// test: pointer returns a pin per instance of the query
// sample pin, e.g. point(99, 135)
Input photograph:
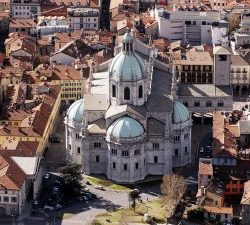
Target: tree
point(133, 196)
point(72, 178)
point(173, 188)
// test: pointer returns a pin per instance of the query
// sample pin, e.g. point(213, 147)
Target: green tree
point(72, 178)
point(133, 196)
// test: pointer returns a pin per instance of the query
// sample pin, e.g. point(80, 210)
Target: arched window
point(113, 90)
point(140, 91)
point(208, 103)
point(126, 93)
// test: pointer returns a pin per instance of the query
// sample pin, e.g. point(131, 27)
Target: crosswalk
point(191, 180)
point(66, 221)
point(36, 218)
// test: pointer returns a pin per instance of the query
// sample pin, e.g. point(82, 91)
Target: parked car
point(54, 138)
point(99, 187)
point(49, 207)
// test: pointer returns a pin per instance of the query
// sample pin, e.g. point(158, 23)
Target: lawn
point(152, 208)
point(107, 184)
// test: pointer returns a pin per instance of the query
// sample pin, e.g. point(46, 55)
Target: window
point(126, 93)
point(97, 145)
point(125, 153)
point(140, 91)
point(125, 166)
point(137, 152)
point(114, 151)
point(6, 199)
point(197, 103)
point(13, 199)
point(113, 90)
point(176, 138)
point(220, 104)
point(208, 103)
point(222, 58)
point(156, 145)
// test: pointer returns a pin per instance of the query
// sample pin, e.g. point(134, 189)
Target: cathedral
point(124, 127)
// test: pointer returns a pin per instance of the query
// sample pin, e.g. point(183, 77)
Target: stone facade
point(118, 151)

==

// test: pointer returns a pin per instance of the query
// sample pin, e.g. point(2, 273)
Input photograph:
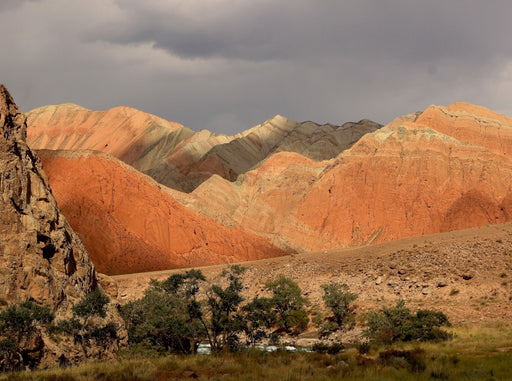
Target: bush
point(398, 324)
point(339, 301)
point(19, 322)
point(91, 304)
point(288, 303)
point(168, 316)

* [WHAT THIS TASK INVOLVES] From the records above, copy every line that holds the word "sample".

* [WRITTEN ANSWER]
// sample pin, e.g. point(99, 135)
// sample pin, e.g. point(213, 147)
// sample pin, e.g. point(80, 210)
// sample pin, e.g. point(131, 27)
// sample pin, e.g. point(82, 91)
// sample pin, e.g. point(158, 23)
// sample pin, e.g. point(46, 55)
// sample pin, e.g. point(134, 189)
// sample pin, e.g. point(183, 77)
// sample pin, e.g. point(2, 273)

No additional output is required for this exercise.